Your objective:
Rewrite the records below, changing every "pedestrian" to "person" and leaving everything else as it is.

Information shown:
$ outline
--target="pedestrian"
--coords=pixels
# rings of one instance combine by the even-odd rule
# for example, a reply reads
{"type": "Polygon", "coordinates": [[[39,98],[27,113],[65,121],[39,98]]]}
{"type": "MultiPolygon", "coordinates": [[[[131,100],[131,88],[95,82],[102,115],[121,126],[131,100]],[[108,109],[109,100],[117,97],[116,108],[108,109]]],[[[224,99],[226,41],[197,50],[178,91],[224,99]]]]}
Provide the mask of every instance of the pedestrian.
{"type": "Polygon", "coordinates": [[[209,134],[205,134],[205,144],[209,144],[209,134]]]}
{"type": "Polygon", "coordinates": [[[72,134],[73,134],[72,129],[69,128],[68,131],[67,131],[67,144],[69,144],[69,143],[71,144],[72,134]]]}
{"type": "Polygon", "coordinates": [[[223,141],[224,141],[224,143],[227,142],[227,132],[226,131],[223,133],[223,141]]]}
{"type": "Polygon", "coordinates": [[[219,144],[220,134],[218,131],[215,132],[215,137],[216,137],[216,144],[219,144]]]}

The reply:
$ outline
--target="person"
--coords=pixels
# rings of one instance combine by the even-odd rule
# for example, a reply reads
{"type": "Polygon", "coordinates": [[[39,98],[27,113],[65,121],[39,98]]]}
{"type": "MultiPolygon", "coordinates": [[[[131,100],[131,88],[95,82],[102,115],[121,126],[131,100]],[[108,109],[109,100],[117,97],[116,108],[108,109]]],[[[224,99],[226,41],[197,50],[178,91],[224,99]]]]}
Provide the mask of every instance of the person.
{"type": "Polygon", "coordinates": [[[209,134],[205,134],[205,144],[209,144],[209,134]]]}
{"type": "Polygon", "coordinates": [[[72,134],[73,134],[72,129],[69,128],[68,131],[67,131],[67,144],[69,144],[69,143],[71,144],[72,134]]]}
{"type": "Polygon", "coordinates": [[[223,141],[224,141],[224,143],[227,142],[227,132],[226,131],[223,133],[223,141]]]}
{"type": "Polygon", "coordinates": [[[219,144],[220,134],[218,131],[215,132],[215,137],[216,137],[216,144],[219,144]]]}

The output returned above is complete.